| WORK REQUIRED |
Can you write out the whole listing exactly?

| ENTRIES |

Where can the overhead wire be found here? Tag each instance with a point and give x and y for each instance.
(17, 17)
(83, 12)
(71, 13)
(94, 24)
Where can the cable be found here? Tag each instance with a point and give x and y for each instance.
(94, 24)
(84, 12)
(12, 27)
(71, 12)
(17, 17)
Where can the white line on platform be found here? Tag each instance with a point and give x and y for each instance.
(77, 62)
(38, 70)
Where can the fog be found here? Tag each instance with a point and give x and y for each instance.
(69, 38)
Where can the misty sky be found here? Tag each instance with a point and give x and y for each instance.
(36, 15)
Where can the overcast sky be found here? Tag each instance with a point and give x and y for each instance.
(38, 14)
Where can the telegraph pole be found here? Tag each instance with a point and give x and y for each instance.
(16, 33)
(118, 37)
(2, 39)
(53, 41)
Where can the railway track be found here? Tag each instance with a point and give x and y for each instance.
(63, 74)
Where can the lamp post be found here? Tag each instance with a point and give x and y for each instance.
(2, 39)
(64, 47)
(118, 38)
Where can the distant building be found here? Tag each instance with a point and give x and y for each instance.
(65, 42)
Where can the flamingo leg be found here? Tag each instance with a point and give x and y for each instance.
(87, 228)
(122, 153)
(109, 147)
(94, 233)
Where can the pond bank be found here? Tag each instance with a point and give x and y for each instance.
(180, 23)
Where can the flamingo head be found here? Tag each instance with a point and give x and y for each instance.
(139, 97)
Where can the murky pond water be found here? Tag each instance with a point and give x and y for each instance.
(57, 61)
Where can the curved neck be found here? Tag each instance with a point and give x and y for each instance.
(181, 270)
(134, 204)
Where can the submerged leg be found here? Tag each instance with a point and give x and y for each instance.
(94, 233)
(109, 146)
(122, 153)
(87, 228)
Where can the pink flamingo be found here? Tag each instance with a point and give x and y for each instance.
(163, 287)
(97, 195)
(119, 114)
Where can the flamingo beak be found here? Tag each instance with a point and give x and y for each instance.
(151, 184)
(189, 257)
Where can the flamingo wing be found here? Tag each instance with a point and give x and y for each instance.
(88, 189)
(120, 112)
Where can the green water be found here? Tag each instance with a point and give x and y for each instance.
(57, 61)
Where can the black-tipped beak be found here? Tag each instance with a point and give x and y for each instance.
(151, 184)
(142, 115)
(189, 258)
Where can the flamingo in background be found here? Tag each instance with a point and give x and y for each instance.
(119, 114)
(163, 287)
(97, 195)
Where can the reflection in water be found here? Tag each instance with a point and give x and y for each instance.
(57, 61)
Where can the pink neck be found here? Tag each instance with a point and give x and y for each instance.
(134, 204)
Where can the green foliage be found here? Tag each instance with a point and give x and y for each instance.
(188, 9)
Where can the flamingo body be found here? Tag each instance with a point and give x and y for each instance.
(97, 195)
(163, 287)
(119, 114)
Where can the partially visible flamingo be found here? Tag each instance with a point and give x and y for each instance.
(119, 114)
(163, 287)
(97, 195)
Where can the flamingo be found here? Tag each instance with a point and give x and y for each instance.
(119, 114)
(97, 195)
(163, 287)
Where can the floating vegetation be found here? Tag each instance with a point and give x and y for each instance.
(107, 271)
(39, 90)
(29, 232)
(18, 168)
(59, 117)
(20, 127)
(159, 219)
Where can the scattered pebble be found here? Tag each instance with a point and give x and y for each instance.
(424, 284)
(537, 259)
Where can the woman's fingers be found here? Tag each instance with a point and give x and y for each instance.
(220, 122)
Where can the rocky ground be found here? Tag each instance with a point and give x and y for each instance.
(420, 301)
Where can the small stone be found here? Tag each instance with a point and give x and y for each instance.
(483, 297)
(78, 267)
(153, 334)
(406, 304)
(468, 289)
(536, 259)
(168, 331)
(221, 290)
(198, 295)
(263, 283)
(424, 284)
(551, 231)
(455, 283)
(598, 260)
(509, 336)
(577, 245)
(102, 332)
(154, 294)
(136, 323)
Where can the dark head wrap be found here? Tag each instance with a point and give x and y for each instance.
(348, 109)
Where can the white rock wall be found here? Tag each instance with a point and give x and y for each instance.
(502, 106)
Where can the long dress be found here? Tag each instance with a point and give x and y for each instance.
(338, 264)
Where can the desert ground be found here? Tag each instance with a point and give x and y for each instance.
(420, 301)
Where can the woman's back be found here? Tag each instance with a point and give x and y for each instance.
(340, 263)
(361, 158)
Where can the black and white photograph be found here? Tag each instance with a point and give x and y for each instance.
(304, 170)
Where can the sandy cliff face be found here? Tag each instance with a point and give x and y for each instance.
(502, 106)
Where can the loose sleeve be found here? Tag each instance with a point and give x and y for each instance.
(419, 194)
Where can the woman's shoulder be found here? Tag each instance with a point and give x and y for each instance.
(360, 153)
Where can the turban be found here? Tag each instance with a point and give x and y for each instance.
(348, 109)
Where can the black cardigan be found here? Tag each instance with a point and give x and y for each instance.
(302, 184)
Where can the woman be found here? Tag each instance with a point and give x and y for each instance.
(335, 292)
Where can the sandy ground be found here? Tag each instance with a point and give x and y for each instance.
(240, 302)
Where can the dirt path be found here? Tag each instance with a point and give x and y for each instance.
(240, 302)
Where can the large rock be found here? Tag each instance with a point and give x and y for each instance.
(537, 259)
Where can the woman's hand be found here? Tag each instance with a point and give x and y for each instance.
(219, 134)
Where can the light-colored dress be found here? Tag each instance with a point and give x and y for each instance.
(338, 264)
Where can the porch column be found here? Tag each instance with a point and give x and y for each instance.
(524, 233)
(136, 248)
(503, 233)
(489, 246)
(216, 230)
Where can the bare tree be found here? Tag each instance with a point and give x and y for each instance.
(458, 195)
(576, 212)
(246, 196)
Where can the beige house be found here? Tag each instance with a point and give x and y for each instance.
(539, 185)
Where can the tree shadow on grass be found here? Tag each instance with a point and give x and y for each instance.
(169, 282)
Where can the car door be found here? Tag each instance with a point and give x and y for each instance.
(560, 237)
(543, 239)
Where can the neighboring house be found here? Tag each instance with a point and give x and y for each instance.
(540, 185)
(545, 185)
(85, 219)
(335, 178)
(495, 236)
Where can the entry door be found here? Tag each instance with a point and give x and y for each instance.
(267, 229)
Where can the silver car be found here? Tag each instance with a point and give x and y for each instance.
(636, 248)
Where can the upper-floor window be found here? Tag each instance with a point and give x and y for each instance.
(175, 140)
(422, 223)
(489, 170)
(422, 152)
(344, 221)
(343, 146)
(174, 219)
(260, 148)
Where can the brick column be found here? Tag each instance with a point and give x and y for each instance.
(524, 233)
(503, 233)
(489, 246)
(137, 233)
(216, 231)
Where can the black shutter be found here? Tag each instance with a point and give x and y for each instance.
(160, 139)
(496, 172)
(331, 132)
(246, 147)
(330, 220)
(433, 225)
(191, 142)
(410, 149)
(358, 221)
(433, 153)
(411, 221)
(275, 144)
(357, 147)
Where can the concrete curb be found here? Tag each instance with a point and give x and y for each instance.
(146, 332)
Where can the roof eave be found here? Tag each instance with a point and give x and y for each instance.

| RESPONSE |
Where can the overhead wire be found here? Tag each instance with a point and give x and y for each instance.
(17, 17)
(83, 12)
(71, 13)
(94, 24)
Where can the cable be found here? Tag each instance with a point and give x and y for each instance.
(94, 24)
(84, 12)
(12, 27)
(71, 12)
(17, 17)
Where can the white line on platform be found here? Tag each instance with a point and give x and y for each instance.
(77, 62)
(38, 70)
Where can the fog be found here? Tag each instance with a point and give x and y for each instance.
(69, 38)
Where can the misty sky be found here? Tag each instance with a point and give x and y for each instance.
(36, 15)
Where can the overcast sky be found here? Tag each instance with a point and give x and y for each instance.
(38, 14)
Where can the telegraph pole be found here? Tag each instance with a point and give x and y for each instance.
(16, 33)
(118, 37)
(2, 39)
(53, 41)
Where can the railway track be found here? Tag each instance with a point and give x and y for each instance.
(63, 74)
Where can the lamp post be found here? Tag each instance with a point and give x and y for each instance.
(2, 39)
(64, 47)
(118, 38)
Where can the distant building be found here? Tag each instance with a point and give x and y for each instance.
(65, 42)
Where can the flamingo leg be found here? Tag each instance with a point and give x and y for each instance.
(87, 228)
(122, 153)
(109, 147)
(94, 233)
Where can the pond bank be found here? Tag each instance with a point and give x and y for each instance.
(180, 23)
Where can the flamingo head be found here? Tag each instance with a point and give x and y for each instance.
(139, 97)
Where can the murky pond water be found here? Tag each instance with a point and give x and y for each instance.
(57, 61)
Where can the curved neck be found here? Tag each instance with a point and give x and y for each instance.
(181, 270)
(134, 204)
Where can the submerged leg be found here? Tag each instance with a point and give x and y for each instance.
(94, 233)
(109, 146)
(122, 153)
(87, 228)
Where can the pink flamingo be found here? Tag each instance with a point and give x and y for each instance.
(163, 287)
(97, 195)
(119, 114)
Where can the flamingo beak be found here? Tag each instance with a point and give x and y for each instance.
(151, 184)
(189, 257)
Where can the flamingo wing be found here? Tag each instance with a point and give x and y for each instance.
(88, 189)
(120, 112)
Where can the green water be found here? Tag each instance with a point and give x and y for each instance.
(57, 61)
Where can the black-tipped beak be found here? Tag each instance with a point and give x and y for each instance.
(151, 184)
(142, 115)
(189, 258)
Where can the flamingo in background be found here? Tag each instance with a point and give x and y for each instance.
(119, 114)
(163, 287)
(97, 195)
Where can the reflection in water be found here? Tag each instance with a point and give x and y for each instance.
(57, 61)
Where can the pink neck be found here? Tag each instance with a point and give x and y for each instance.
(134, 204)
Where can the green foliage be found here? Tag each instance with a point and give x and y for each instance.
(188, 9)
Where can the flamingo body be found here? Tag each instance with a point and give x and y for each instance.
(97, 195)
(163, 287)
(119, 114)
Where can the partially visible flamingo be found here? Tag each instance with a point and give x and y for each instance.
(119, 114)
(163, 287)
(97, 195)
Where can the flamingo be found here? Tag each instance with a point and give x and y for each instance.
(119, 114)
(97, 195)
(163, 287)
Where can the floating vegetation be found here? Tag each instance with a point and give x and y for each instance.
(107, 271)
(39, 90)
(29, 232)
(18, 168)
(59, 117)
(20, 127)
(159, 219)
Where can the scattered pebble be found here? Tag each instance with a point and give x and y for each instance.
(424, 284)
(537, 259)
Where can the woman's fingers be found here? Tag each instance with a point and give x and y for each instance.
(220, 122)
Where can the rocky ground be found here? Tag each instance with a point and give x and y for each instance.
(420, 301)
Where can the small stone be found here? Tag each instance with a point and give x and y for each instance.
(483, 297)
(78, 267)
(153, 334)
(406, 304)
(468, 289)
(536, 259)
(168, 331)
(221, 290)
(198, 295)
(263, 283)
(424, 284)
(551, 231)
(455, 283)
(598, 260)
(509, 336)
(577, 245)
(102, 332)
(154, 294)
(136, 323)
Where can the dark head wrap be found here? Tag each instance with a point and give x and y for each instance.
(348, 109)
Where can the white rock wall be found here? Tag each instance with a point and give x and y for each instance.
(502, 106)
Where can the long dress be found here? Tag each instance with a point and give x and y for each instance.
(338, 264)
Where can the desert ground be found here? Tag each instance with a point and give x and y for each instance.
(420, 301)
Where can the woman's back be found here? Tag each instance with a point and give x and y for each instance.
(340, 263)
(361, 158)
Where can the black and white photograph be found here? Tag each instance with a point and give x and y for each instance.
(304, 170)
Where can the sandy cliff face be found here? Tag each instance with a point and give x and y for each instance.
(502, 106)
Where can the loose sleeve be found here? Tag each instance with a point and give x and y for each instance.
(419, 194)
Where can the woman's shoulder be found here? Tag each instance with a point and give x and y for each instance.
(360, 153)
Where can the turban be found here? Tag each instance with a point and give x and y for each instance.
(348, 109)
Where can the black cardigan be found here? Tag each instance with a point and give x and y for each instance.
(302, 184)
Where can the woman be found here? Tag each instance with a point and give x and y for each instance.
(335, 292)
Where can the sandy ground be found here? Tag each instance with a point and give x and y for each instance.
(240, 302)
Where can the dirt path be found here? Tag each instance with a point and give x and y for each instance.
(240, 302)
Where can the large rock be found here? Tag each instance with a point and give x and y for each instance.
(537, 259)
Where can the woman's hand be found here? Tag each instance with a point and give x and y for each instance.
(219, 134)
Where can the light-colored dress be found here? Tag each instance with a point and give x and y for each instance.
(338, 264)
Where can the porch column be found here? Tag each instance with a point and give x and y for each instance.
(524, 233)
(136, 248)
(503, 233)
(489, 246)
(216, 230)
Where can the bare tree be found here? Tag each instance with a point and give x and y for each instance.
(458, 195)
(576, 212)
(246, 196)
Where can the beige house be found here? Tag each instance with a point and give x and y for each instance.
(539, 185)
Where can the tree shadow on grass be found here? Tag each instance with a point and give x and y for each instance.
(169, 282)
Where can the car door be found here? Tag each instance with a point and give x and y for each instance.
(560, 237)
(543, 239)
Where can the neighboring house be found here? Tag each instance with a point and give x and y for each instance.
(540, 185)
(545, 185)
(85, 219)
(335, 178)
(495, 236)
Where can the entry door be found here? Tag each instance with a point and give x and y for each instance.
(267, 229)
Where can the silver car be found here? Tag each instance with a point and give x and y for each instance.
(636, 248)
Where can the upper-floor window be found here? Tag each instance with a point and give x and y for each instance.
(175, 140)
(422, 223)
(489, 170)
(422, 152)
(344, 221)
(343, 146)
(174, 219)
(260, 148)
Where can the brick column be found here? Tag each instance with a point and give x and y for each instance.
(524, 233)
(503, 233)
(489, 246)
(137, 233)
(216, 231)
Where can the black shutter be found here? Tag each instance with a point and give x and y for each instance.
(160, 139)
(496, 172)
(331, 132)
(246, 147)
(330, 220)
(433, 225)
(191, 142)
(410, 149)
(358, 221)
(433, 153)
(411, 221)
(275, 144)
(357, 147)
Where can the concrete curb be found here? Tag each instance with a point and give x and y for each instance.
(146, 332)
Where can the roof eave be found here? Tag each instance with a point and give x and y for each instance.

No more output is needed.